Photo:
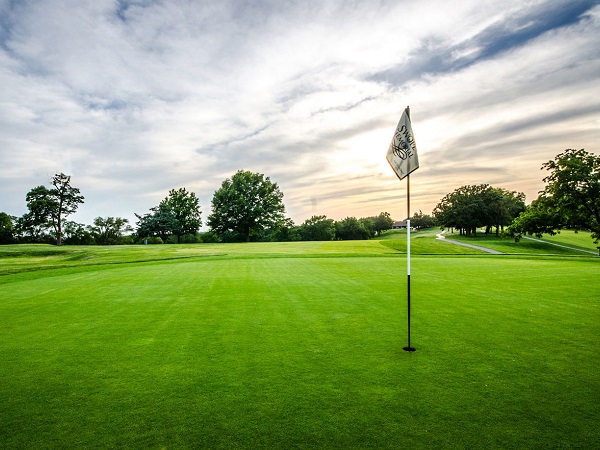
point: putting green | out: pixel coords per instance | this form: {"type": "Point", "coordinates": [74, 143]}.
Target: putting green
{"type": "Point", "coordinates": [302, 351]}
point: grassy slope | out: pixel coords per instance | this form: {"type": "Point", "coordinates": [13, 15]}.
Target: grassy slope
{"type": "Point", "coordinates": [298, 346]}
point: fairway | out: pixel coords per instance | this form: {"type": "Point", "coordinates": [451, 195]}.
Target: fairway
{"type": "Point", "coordinates": [298, 346]}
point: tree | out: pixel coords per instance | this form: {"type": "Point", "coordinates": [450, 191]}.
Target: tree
{"type": "Point", "coordinates": [110, 230]}
{"type": "Point", "coordinates": [571, 198]}
{"type": "Point", "coordinates": [481, 205]}
{"type": "Point", "coordinates": [185, 208]}
{"type": "Point", "coordinates": [159, 222]}
{"type": "Point", "coordinates": [48, 208]}
{"type": "Point", "coordinates": [317, 228]}
{"type": "Point", "coordinates": [77, 234]}
{"type": "Point", "coordinates": [383, 222]}
{"type": "Point", "coordinates": [351, 228]}
{"type": "Point", "coordinates": [420, 221]}
{"type": "Point", "coordinates": [178, 215]}
{"type": "Point", "coordinates": [7, 229]}
{"type": "Point", "coordinates": [245, 205]}
{"type": "Point", "coordinates": [283, 231]}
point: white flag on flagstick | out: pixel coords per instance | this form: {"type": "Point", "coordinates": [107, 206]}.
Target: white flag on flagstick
{"type": "Point", "coordinates": [402, 154]}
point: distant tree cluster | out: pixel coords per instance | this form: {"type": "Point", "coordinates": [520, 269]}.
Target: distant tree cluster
{"type": "Point", "coordinates": [178, 216]}
{"type": "Point", "coordinates": [476, 206]}
{"type": "Point", "coordinates": [570, 200]}
{"type": "Point", "coordinates": [249, 207]}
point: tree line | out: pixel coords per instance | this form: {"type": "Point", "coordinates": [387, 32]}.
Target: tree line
{"type": "Point", "coordinates": [249, 207]}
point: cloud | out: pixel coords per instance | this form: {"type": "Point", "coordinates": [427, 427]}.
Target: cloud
{"type": "Point", "coordinates": [133, 98]}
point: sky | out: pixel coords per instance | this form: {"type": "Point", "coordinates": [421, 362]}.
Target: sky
{"type": "Point", "coordinates": [133, 98]}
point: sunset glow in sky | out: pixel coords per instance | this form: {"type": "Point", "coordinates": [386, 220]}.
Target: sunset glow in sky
{"type": "Point", "coordinates": [133, 98]}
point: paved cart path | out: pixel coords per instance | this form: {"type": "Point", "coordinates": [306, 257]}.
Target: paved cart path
{"type": "Point", "coordinates": [560, 245]}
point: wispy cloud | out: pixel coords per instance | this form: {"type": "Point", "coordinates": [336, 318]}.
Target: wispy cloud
{"type": "Point", "coordinates": [133, 98]}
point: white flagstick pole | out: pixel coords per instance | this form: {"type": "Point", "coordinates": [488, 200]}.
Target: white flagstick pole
{"type": "Point", "coordinates": [408, 348]}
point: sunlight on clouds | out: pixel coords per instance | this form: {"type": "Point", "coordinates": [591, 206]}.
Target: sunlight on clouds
{"type": "Point", "coordinates": [170, 94]}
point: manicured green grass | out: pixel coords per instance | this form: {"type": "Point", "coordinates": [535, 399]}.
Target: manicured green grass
{"type": "Point", "coordinates": [298, 346]}
{"type": "Point", "coordinates": [568, 240]}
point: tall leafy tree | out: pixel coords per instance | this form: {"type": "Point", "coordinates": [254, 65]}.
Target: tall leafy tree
{"type": "Point", "coordinates": [571, 198]}
{"type": "Point", "coordinates": [48, 208]}
{"type": "Point", "coordinates": [420, 220]}
{"type": "Point", "coordinates": [245, 205]}
{"type": "Point", "coordinates": [383, 222]}
{"type": "Point", "coordinates": [317, 228]}
{"type": "Point", "coordinates": [7, 229]}
{"type": "Point", "coordinates": [109, 230]}
{"type": "Point", "coordinates": [481, 205]}
{"type": "Point", "coordinates": [185, 209]}
{"type": "Point", "coordinates": [159, 222]}
{"type": "Point", "coordinates": [177, 214]}
{"type": "Point", "coordinates": [351, 228]}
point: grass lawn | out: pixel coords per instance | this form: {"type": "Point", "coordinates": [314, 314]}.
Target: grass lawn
{"type": "Point", "coordinates": [568, 243]}
{"type": "Point", "coordinates": [296, 346]}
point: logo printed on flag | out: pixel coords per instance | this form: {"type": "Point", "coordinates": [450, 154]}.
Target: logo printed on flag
{"type": "Point", "coordinates": [402, 154]}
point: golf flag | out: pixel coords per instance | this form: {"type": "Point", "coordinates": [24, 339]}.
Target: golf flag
{"type": "Point", "coordinates": [402, 154]}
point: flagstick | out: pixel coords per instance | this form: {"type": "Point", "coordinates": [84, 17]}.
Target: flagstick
{"type": "Point", "coordinates": [408, 348]}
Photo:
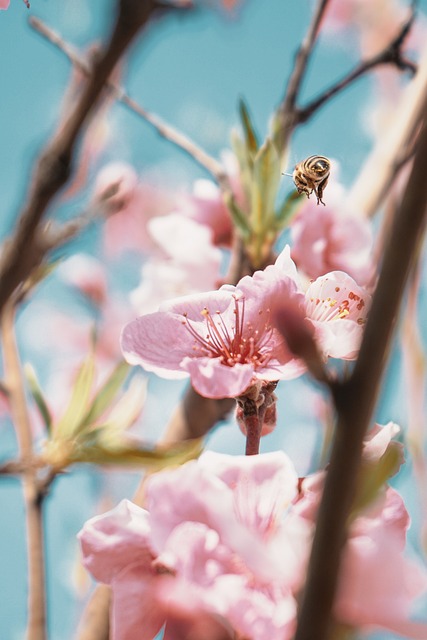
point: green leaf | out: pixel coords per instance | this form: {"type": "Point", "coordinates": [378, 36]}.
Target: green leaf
{"type": "Point", "coordinates": [239, 217]}
{"type": "Point", "coordinates": [129, 407]}
{"type": "Point", "coordinates": [251, 138]}
{"type": "Point", "coordinates": [106, 393]}
{"type": "Point", "coordinates": [70, 423]}
{"type": "Point", "coordinates": [153, 459]}
{"type": "Point", "coordinates": [38, 396]}
{"type": "Point", "coordinates": [265, 185]}
{"type": "Point", "coordinates": [288, 209]}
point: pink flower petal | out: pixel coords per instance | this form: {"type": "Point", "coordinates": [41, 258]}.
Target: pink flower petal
{"type": "Point", "coordinates": [136, 609]}
{"type": "Point", "coordinates": [115, 539]}
{"type": "Point", "coordinates": [212, 379]}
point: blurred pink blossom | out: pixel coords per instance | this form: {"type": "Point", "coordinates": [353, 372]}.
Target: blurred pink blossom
{"type": "Point", "coordinates": [378, 584]}
{"type": "Point", "coordinates": [186, 263]}
{"type": "Point", "coordinates": [225, 547]}
{"type": "Point", "coordinates": [377, 21]}
{"type": "Point", "coordinates": [332, 238]}
{"type": "Point", "coordinates": [86, 274]}
{"type": "Point", "coordinates": [134, 203]}
{"type": "Point", "coordinates": [206, 205]}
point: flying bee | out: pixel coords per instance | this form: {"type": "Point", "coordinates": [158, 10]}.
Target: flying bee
{"type": "Point", "coordinates": [312, 174]}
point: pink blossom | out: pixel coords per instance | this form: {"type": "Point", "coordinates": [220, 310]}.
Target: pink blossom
{"type": "Point", "coordinates": [188, 263]}
{"type": "Point", "coordinates": [115, 186]}
{"type": "Point", "coordinates": [224, 340]}
{"type": "Point", "coordinates": [134, 204]}
{"type": "Point", "coordinates": [377, 584]}
{"type": "Point", "coordinates": [226, 547]}
{"type": "Point", "coordinates": [337, 308]}
{"type": "Point", "coordinates": [206, 206]}
{"type": "Point", "coordinates": [333, 304]}
{"type": "Point", "coordinates": [87, 275]}
{"type": "Point", "coordinates": [332, 238]}
{"type": "Point", "coordinates": [378, 21]}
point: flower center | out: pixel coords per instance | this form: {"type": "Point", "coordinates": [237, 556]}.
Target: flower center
{"type": "Point", "coordinates": [326, 309]}
{"type": "Point", "coordinates": [239, 342]}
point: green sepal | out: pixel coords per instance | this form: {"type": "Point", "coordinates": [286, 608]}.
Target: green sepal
{"type": "Point", "coordinates": [38, 397]}
{"type": "Point", "coordinates": [105, 395]}
{"type": "Point", "coordinates": [70, 423]}
{"type": "Point", "coordinates": [239, 217]}
{"type": "Point", "coordinates": [251, 137]}
{"type": "Point", "coordinates": [288, 209]}
{"type": "Point", "coordinates": [246, 163]}
{"type": "Point", "coordinates": [127, 456]}
{"type": "Point", "coordinates": [266, 178]}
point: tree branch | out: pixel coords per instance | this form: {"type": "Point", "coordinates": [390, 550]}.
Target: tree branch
{"type": "Point", "coordinates": [286, 113]}
{"type": "Point", "coordinates": [33, 496]}
{"type": "Point", "coordinates": [355, 402]}
{"type": "Point", "coordinates": [385, 161]}
{"type": "Point", "coordinates": [392, 54]}
{"type": "Point", "coordinates": [54, 166]}
{"type": "Point", "coordinates": [164, 129]}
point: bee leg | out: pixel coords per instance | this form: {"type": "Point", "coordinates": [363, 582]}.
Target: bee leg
{"type": "Point", "coordinates": [319, 191]}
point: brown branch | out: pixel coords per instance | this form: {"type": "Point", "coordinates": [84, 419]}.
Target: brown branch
{"type": "Point", "coordinates": [385, 161]}
{"type": "Point", "coordinates": [36, 623]}
{"type": "Point", "coordinates": [54, 166]}
{"type": "Point", "coordinates": [164, 129]}
{"type": "Point", "coordinates": [195, 416]}
{"type": "Point", "coordinates": [286, 113]}
{"type": "Point", "coordinates": [391, 55]}
{"type": "Point", "coordinates": [355, 402]}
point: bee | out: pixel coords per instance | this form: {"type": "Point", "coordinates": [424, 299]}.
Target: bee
{"type": "Point", "coordinates": [312, 174]}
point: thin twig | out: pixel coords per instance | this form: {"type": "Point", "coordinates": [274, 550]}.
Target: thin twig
{"type": "Point", "coordinates": [164, 129]}
{"type": "Point", "coordinates": [391, 54]}
{"type": "Point", "coordinates": [355, 402]}
{"type": "Point", "coordinates": [54, 166]}
{"type": "Point", "coordinates": [36, 623]}
{"type": "Point", "coordinates": [286, 112]}
{"type": "Point", "coordinates": [385, 161]}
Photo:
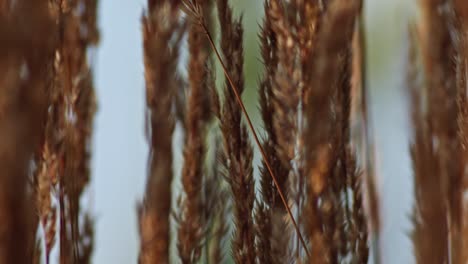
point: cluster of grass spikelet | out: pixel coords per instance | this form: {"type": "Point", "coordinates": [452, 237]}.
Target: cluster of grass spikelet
{"type": "Point", "coordinates": [315, 199]}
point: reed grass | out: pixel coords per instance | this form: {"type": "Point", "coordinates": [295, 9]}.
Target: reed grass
{"type": "Point", "coordinates": [315, 199]}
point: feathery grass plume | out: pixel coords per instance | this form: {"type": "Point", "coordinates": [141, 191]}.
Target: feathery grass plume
{"type": "Point", "coordinates": [430, 244]}
{"type": "Point", "coordinates": [327, 134]}
{"type": "Point", "coordinates": [162, 32]}
{"type": "Point", "coordinates": [195, 11]}
{"type": "Point", "coordinates": [272, 245]}
{"type": "Point", "coordinates": [72, 111]}
{"type": "Point", "coordinates": [191, 229]}
{"type": "Point", "coordinates": [438, 45]}
{"type": "Point", "coordinates": [216, 207]}
{"type": "Point", "coordinates": [26, 42]}
{"type": "Point", "coordinates": [238, 152]}
{"type": "Point", "coordinates": [46, 161]}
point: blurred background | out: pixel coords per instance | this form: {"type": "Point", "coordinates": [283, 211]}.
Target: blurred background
{"type": "Point", "coordinates": [120, 148]}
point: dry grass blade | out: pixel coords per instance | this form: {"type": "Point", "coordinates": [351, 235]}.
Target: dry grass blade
{"type": "Point", "coordinates": [194, 7]}
{"type": "Point", "coordinates": [191, 230]}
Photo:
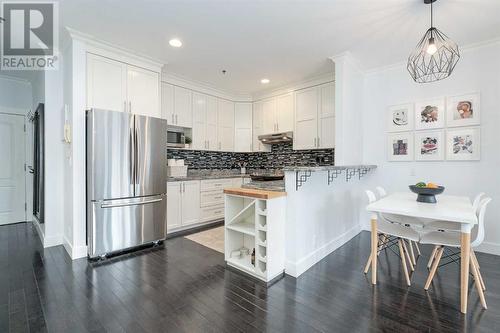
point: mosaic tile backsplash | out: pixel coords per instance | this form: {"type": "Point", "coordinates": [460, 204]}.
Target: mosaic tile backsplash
{"type": "Point", "coordinates": [281, 155]}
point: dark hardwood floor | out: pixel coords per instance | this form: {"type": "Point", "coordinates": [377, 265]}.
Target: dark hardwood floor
{"type": "Point", "coordinates": [185, 287]}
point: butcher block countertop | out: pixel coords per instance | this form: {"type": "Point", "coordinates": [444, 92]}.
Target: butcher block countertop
{"type": "Point", "coordinates": [254, 193]}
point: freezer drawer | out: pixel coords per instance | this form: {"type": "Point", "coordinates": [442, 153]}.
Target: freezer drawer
{"type": "Point", "coordinates": [115, 225]}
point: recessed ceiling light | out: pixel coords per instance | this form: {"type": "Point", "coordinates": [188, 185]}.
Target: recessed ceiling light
{"type": "Point", "coordinates": [175, 42]}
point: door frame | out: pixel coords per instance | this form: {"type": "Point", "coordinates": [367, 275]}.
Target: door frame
{"type": "Point", "coordinates": [21, 113]}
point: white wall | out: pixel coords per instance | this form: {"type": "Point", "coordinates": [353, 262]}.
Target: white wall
{"type": "Point", "coordinates": [477, 70]}
{"type": "Point", "coordinates": [348, 110]}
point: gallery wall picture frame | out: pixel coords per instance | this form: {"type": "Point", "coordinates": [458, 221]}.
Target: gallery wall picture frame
{"type": "Point", "coordinates": [430, 114]}
{"type": "Point", "coordinates": [400, 118]}
{"type": "Point", "coordinates": [463, 110]}
{"type": "Point", "coordinates": [463, 144]}
{"type": "Point", "coordinates": [400, 146]}
{"type": "Point", "coordinates": [430, 145]}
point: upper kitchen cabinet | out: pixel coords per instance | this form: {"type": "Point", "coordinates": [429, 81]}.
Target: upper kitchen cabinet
{"type": "Point", "coordinates": [143, 92]}
{"type": "Point", "coordinates": [258, 127]}
{"type": "Point", "coordinates": [284, 113]}
{"type": "Point", "coordinates": [167, 102]}
{"type": "Point", "coordinates": [183, 107]}
{"type": "Point", "coordinates": [106, 83]}
{"type": "Point", "coordinates": [118, 86]}
{"type": "Point", "coordinates": [326, 117]}
{"type": "Point", "coordinates": [243, 127]}
{"type": "Point", "coordinates": [315, 117]}
{"type": "Point", "coordinates": [200, 121]}
{"type": "Point", "coordinates": [225, 125]}
{"type": "Point", "coordinates": [269, 116]}
{"type": "Point", "coordinates": [277, 114]}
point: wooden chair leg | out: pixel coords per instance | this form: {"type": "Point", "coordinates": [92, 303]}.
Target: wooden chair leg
{"type": "Point", "coordinates": [431, 259]}
{"type": "Point", "coordinates": [407, 255]}
{"type": "Point", "coordinates": [435, 265]}
{"type": "Point", "coordinates": [473, 256]}
{"type": "Point", "coordinates": [403, 261]}
{"type": "Point", "coordinates": [412, 254]}
{"type": "Point", "coordinates": [418, 249]}
{"type": "Point", "coordinates": [368, 263]}
{"type": "Point", "coordinates": [477, 281]}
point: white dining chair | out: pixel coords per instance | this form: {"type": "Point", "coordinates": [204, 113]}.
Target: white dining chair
{"type": "Point", "coordinates": [452, 239]}
{"type": "Point", "coordinates": [452, 226]}
{"type": "Point", "coordinates": [403, 220]}
{"type": "Point", "coordinates": [386, 230]}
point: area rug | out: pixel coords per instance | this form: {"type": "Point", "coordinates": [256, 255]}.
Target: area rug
{"type": "Point", "coordinates": [212, 238]}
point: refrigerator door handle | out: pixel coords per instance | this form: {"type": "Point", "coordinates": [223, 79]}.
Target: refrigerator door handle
{"type": "Point", "coordinates": [136, 158]}
{"type": "Point", "coordinates": [125, 204]}
{"type": "Point", "coordinates": [131, 157]}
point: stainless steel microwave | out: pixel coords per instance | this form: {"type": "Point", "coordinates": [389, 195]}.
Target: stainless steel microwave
{"type": "Point", "coordinates": [175, 138]}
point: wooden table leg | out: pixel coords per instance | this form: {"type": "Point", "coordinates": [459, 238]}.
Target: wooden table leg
{"type": "Point", "coordinates": [374, 249]}
{"type": "Point", "coordinates": [464, 269]}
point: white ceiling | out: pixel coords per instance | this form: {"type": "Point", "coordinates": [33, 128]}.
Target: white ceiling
{"type": "Point", "coordinates": [285, 41]}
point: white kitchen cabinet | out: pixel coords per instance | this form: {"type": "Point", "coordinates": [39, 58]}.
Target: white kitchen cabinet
{"type": "Point", "coordinates": [114, 85]}
{"type": "Point", "coordinates": [315, 118]}
{"type": "Point", "coordinates": [183, 204]}
{"type": "Point", "coordinates": [284, 113]}
{"type": "Point", "coordinates": [174, 205]}
{"type": "Point", "coordinates": [306, 118]}
{"type": "Point", "coordinates": [326, 118]}
{"type": "Point", "coordinates": [183, 107]}
{"type": "Point", "coordinates": [167, 102]}
{"type": "Point", "coordinates": [106, 83]}
{"type": "Point", "coordinates": [199, 122]}
{"type": "Point", "coordinates": [243, 127]}
{"type": "Point", "coordinates": [143, 92]}
{"type": "Point", "coordinates": [190, 202]}
{"type": "Point", "coordinates": [258, 127]}
{"type": "Point", "coordinates": [269, 116]}
{"type": "Point", "coordinates": [225, 125]}
{"type": "Point", "coordinates": [211, 130]}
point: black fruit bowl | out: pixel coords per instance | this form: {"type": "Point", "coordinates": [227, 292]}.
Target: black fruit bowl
{"type": "Point", "coordinates": [425, 194]}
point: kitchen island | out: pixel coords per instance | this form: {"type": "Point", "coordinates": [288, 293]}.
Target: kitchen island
{"type": "Point", "coordinates": [319, 212]}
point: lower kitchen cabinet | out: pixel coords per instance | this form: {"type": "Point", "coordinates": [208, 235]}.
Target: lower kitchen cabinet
{"type": "Point", "coordinates": [192, 203]}
{"type": "Point", "coordinates": [183, 204]}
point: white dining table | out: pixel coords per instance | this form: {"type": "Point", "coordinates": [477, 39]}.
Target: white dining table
{"type": "Point", "coordinates": [448, 208]}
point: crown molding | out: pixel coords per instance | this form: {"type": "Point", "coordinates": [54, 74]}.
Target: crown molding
{"type": "Point", "coordinates": [92, 41]}
{"type": "Point", "coordinates": [202, 87]}
{"type": "Point", "coordinates": [291, 87]}
{"type": "Point", "coordinates": [15, 79]}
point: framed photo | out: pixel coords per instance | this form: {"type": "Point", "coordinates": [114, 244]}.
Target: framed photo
{"type": "Point", "coordinates": [400, 118]}
{"type": "Point", "coordinates": [429, 146]}
{"type": "Point", "coordinates": [463, 144]}
{"type": "Point", "coordinates": [463, 110]}
{"type": "Point", "coordinates": [400, 146]}
{"type": "Point", "coordinates": [429, 114]}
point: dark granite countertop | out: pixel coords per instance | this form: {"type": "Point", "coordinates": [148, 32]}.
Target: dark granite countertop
{"type": "Point", "coordinates": [209, 174]}
{"type": "Point", "coordinates": [329, 167]}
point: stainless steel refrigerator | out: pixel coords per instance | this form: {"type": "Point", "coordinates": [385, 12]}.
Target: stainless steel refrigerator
{"type": "Point", "coordinates": [126, 181]}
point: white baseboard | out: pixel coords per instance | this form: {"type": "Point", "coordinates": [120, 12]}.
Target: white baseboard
{"type": "Point", "coordinates": [52, 241]}
{"type": "Point", "coordinates": [295, 269]}
{"type": "Point", "coordinates": [489, 247]}
{"type": "Point", "coordinates": [75, 252]}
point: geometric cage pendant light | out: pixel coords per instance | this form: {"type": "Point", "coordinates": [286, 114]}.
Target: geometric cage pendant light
{"type": "Point", "coordinates": [434, 57]}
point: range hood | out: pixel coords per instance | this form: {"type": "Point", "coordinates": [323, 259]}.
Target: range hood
{"type": "Point", "coordinates": [276, 138]}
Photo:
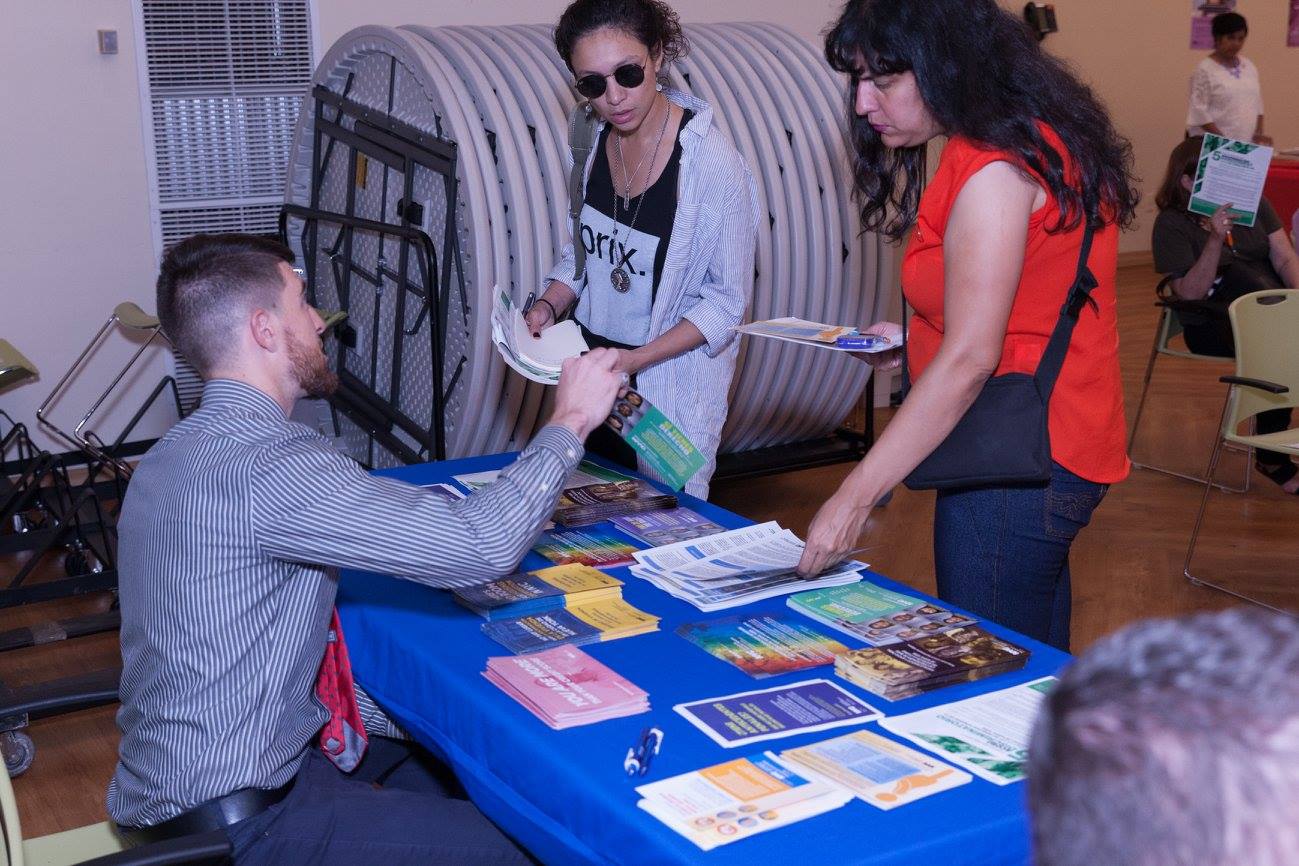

* _EXERCISE DETAILS_
Output exactly the lines of the material above from the one containing "point: wooden table" up to and including the one containing "point: white kitchen".

* _OUTPUT OF THE TASK_
point: wooden table leg | out: pixel coords per instance | this form: {"type": "Point", "coordinates": [459, 238]}.
Target: wooden table leg
{"type": "Point", "coordinates": [374, 249]}
{"type": "Point", "coordinates": [464, 269]}
point: white ceiling | out: pixel coords per instance | this form: {"type": "Point", "coordinates": [33, 128]}.
Target: white ceiling
{"type": "Point", "coordinates": [285, 41]}
point: white kitchen cabinet | out: pixel coords per instance | this form: {"type": "Point", "coordinates": [39, 58]}.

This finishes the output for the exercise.